#### Description of the task
Copy every entry exactly as given, minus the images.

****************

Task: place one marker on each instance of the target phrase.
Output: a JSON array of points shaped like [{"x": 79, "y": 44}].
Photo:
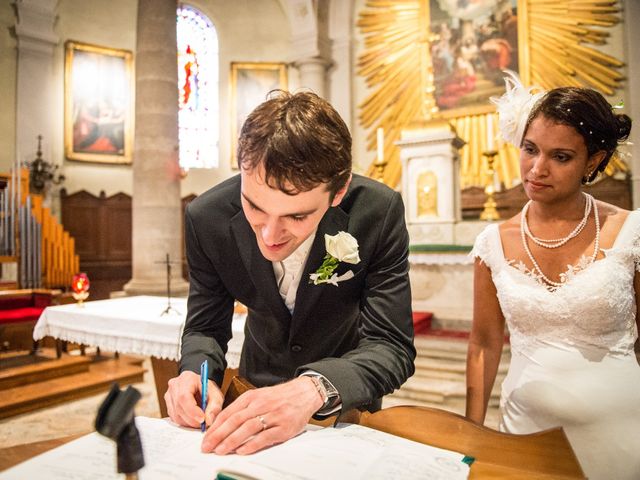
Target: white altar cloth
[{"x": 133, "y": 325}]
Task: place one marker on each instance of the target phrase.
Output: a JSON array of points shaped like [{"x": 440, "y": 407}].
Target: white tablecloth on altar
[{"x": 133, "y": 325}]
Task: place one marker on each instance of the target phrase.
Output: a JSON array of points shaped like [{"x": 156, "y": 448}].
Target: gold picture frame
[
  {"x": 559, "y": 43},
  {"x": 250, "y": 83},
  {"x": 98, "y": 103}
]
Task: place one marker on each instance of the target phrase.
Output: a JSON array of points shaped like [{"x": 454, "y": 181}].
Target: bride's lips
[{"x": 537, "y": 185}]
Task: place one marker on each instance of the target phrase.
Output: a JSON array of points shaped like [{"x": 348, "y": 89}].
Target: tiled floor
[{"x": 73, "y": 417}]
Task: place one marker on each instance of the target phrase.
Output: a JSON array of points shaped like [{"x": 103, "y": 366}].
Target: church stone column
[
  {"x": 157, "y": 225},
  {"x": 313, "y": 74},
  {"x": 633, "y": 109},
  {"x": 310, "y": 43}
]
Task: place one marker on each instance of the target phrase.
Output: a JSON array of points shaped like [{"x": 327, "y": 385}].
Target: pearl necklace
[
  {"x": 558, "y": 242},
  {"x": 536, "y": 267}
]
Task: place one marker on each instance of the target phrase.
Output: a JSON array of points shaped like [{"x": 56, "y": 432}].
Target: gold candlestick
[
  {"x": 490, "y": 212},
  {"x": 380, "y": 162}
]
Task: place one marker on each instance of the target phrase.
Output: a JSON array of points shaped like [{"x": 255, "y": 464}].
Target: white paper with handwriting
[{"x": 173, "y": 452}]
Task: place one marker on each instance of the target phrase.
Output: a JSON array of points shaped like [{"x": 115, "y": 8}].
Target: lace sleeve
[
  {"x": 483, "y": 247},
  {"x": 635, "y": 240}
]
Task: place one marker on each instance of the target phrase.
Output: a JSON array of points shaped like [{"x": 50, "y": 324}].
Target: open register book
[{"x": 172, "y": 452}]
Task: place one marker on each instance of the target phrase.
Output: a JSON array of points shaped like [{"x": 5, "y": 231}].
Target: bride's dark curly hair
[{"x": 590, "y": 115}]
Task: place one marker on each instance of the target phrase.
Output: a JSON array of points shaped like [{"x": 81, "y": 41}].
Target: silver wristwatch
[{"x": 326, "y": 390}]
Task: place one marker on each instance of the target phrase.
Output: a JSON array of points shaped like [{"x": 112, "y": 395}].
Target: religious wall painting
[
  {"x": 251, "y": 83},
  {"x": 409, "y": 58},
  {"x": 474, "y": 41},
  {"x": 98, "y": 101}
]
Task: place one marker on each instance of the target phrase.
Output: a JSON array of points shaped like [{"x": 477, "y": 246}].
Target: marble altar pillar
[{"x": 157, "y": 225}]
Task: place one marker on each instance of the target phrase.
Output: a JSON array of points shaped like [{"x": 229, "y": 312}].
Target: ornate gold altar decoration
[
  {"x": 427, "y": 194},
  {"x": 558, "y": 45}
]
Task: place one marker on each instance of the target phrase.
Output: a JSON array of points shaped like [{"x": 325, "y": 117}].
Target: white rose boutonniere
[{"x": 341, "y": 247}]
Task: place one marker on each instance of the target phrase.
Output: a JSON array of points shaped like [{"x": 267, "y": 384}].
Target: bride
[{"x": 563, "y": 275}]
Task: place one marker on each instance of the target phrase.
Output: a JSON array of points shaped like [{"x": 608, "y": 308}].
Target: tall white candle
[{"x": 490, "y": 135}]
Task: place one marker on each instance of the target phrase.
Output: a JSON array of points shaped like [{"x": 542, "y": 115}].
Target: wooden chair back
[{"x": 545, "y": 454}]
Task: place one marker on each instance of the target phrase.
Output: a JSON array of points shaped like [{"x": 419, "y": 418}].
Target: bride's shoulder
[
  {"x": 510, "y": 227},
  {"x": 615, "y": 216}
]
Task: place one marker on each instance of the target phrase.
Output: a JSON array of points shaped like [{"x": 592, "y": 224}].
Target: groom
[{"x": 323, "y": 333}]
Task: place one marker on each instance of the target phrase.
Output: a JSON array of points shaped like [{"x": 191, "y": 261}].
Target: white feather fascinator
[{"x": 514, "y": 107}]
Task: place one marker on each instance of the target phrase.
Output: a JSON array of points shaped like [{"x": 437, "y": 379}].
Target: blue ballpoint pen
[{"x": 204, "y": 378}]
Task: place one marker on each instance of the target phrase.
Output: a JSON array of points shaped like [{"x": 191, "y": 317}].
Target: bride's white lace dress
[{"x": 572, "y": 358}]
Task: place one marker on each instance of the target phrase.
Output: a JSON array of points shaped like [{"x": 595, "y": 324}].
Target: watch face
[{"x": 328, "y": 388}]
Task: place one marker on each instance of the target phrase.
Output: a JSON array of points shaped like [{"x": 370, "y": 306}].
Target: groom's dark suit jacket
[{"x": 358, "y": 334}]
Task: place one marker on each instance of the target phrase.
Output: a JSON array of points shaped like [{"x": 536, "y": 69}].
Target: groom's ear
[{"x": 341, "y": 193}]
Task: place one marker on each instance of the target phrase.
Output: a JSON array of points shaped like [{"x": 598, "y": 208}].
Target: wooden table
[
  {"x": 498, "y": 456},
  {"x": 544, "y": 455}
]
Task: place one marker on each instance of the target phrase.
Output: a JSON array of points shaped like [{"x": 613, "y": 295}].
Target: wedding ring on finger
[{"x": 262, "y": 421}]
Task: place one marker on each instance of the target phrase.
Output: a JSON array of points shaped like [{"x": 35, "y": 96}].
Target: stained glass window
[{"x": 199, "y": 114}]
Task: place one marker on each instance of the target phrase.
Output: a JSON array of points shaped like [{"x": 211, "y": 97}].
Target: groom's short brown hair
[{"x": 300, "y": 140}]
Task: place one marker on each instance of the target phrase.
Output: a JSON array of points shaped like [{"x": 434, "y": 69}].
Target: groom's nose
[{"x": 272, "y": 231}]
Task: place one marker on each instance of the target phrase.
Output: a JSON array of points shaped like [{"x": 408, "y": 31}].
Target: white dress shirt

****************

#### Written solution
Task: place one marker on each instance of the target phrase.
Output: a JSON array of points shaped like [{"x": 79, "y": 44}].
Photo:
Target: white altar cloth
[{"x": 133, "y": 325}]
Task: place one marker on each instance of the target phrase.
Output: a JSON array of points shaped like [{"x": 440, "y": 407}].
Target: white tablecloth on altar
[{"x": 133, "y": 325}]
Task: place one marker on each instance of the target phrase.
Output: a JSON array of points shaped like [{"x": 156, "y": 448}].
Target: gold picture frame
[
  {"x": 559, "y": 43},
  {"x": 250, "y": 83},
  {"x": 98, "y": 103}
]
Task: place one marker on each instance of the target phrase.
Output: a JSON array of points shaped like [{"x": 454, "y": 181}].
Target: bride's lips
[{"x": 537, "y": 185}]
Task: place one marker on each instance of the target phrase.
Output: a JSON array of points shaped like [{"x": 348, "y": 89}].
Target: tiled floor
[{"x": 73, "y": 417}]
Task: place one marker on each instance of the target phrase.
Output: a JSON array of points shaped like [{"x": 103, "y": 366}].
Target: church stone column
[
  {"x": 157, "y": 225},
  {"x": 313, "y": 74},
  {"x": 633, "y": 109},
  {"x": 310, "y": 43}
]
Task: place one marker on each instance of the target phrase.
Output: a JSON array of points shaped like [{"x": 327, "y": 385}].
Target: pearl necklace
[
  {"x": 558, "y": 242},
  {"x": 536, "y": 267}
]
Task: place one marker on each instance of the target phrase.
Output: a JSON array of points shaped like [{"x": 56, "y": 432}].
Target: gold candlestick
[
  {"x": 490, "y": 212},
  {"x": 380, "y": 162}
]
Task: place one marker on each instance of the target phrase.
Output: a JSON array of points shaped like [{"x": 255, "y": 464}].
Target: white paper with handwriting
[{"x": 173, "y": 452}]
Task: place one marker on each instance of the target phrase.
Output: a JSON array of points shaped like [{"x": 115, "y": 8}].
Target: lace sleeve
[
  {"x": 483, "y": 247},
  {"x": 635, "y": 240}
]
Task: place one marker on each instance of the target phrase.
Output: a JSON array of points shaped like [{"x": 50, "y": 324}].
Target: open register book
[{"x": 172, "y": 452}]
Task: place one marker on each instance of the target phrase.
Output: a JSON array of points shaped like [{"x": 5, "y": 231}].
Target: bride's dark curly hair
[{"x": 590, "y": 115}]
Task: place one marker on each instance of the target phrase.
Output: a JSON array of points shaped like [{"x": 81, "y": 41}].
Target: silver wristwatch
[{"x": 326, "y": 390}]
Task: place one marker on each instance of the target phrase.
Output: a JSON array of points shaped like [{"x": 112, "y": 395}].
Target: religious wall painting
[
  {"x": 251, "y": 83},
  {"x": 409, "y": 58},
  {"x": 474, "y": 41},
  {"x": 98, "y": 101}
]
Task: place one marker on each instance of the target phrase.
Output: a JSON array of points shaped like [{"x": 477, "y": 246}].
Target: marble altar pillar
[{"x": 157, "y": 225}]
Task: place one marker on each instance of the target phrase.
Output: a JSON array of points shaped like [{"x": 229, "y": 312}].
Target: ornate gold altar decoration
[
  {"x": 427, "y": 194},
  {"x": 558, "y": 45}
]
Task: place one marker on each instance of the target phrase.
Output: a JSON array of points shaped like [{"x": 325, "y": 117}].
Target: white rose boutonniere
[{"x": 341, "y": 247}]
Task: place one marker on each instance of the target phrase.
Output: a JSON array of points shaped like [{"x": 267, "y": 384}].
Target: bride
[{"x": 563, "y": 275}]
Task: place one marker on each instance of the target phrase.
Output: a JSON array of points shaped like [{"x": 608, "y": 308}].
Target: tall white candle
[{"x": 490, "y": 135}]
Task: place one marker on each instance of the target phrase.
Output: a JSON array of points shaped like [{"x": 542, "y": 115}].
Target: wooden chair back
[{"x": 545, "y": 454}]
Task: place one marker on each instance of the target phrase.
Output: a JSON array of points shaped like [{"x": 419, "y": 418}].
Target: bride's shoulder
[
  {"x": 510, "y": 227},
  {"x": 615, "y": 216}
]
Task: place one marker on each instance of the target phrase.
Output: a JSON array of points shaped like [{"x": 592, "y": 224}].
Target: groom
[{"x": 323, "y": 333}]
Task: place one marker on each instance of the target phrase.
Output: a JSON array of points shaped like [{"x": 191, "y": 261}].
Target: white feather fascinator
[{"x": 514, "y": 107}]
Task: place one marker on each instance of the target phrase.
Output: a JSON array of points shaped like [{"x": 437, "y": 379}].
Target: blue ballpoint pen
[{"x": 204, "y": 378}]
Task: place one marker on each instance of the target phrase.
Output: a JSON array of points shaped like [{"x": 191, "y": 317}].
Target: bride's white lace dress
[{"x": 572, "y": 358}]
Task: place one marker on each instance of the target phrase.
Output: a JSON array of points shaped like [{"x": 595, "y": 324}].
Target: watch face
[{"x": 328, "y": 388}]
Task: place one marker on each instance of the target phrase.
Output: a JSON array of points shaped like [{"x": 370, "y": 306}].
Target: groom's dark suit jacket
[{"x": 358, "y": 334}]
Task: place one marker on each instance of the target phrase.
Output: a JSON array of points shaped like [{"x": 536, "y": 69}].
Target: groom's ear
[{"x": 341, "y": 193}]
Task: place one marker on each instance of the target phrase.
Output: a JSON array of points shaped like [{"x": 598, "y": 208}].
Target: wooden table
[
  {"x": 498, "y": 456},
  {"x": 544, "y": 455}
]
Task: place one marker on each instance of the target phrase.
Output: a JSON array of points shaped like [{"x": 613, "y": 295}].
Target: wedding ring on finger
[{"x": 262, "y": 421}]
Task: place one marker on each instance of the target phrase.
Output: a JSON array of points shaped like [{"x": 35, "y": 96}].
Target: stained glass window
[{"x": 199, "y": 114}]
Task: place one marker on each instance of the target phrase.
Output: a JSON array of points shaped like [{"x": 211, "y": 97}].
Target: groom's short brown hair
[{"x": 300, "y": 140}]
Task: place one marker on each instance of the target phrase.
Output: a JSON array of points shaped like [{"x": 434, "y": 69}].
Target: groom's nose
[{"x": 272, "y": 231}]
Task: place one marker on each instance of the target phrase.
Output: a JSON array of points shaped like [{"x": 408, "y": 31}].
Target: white dress shirt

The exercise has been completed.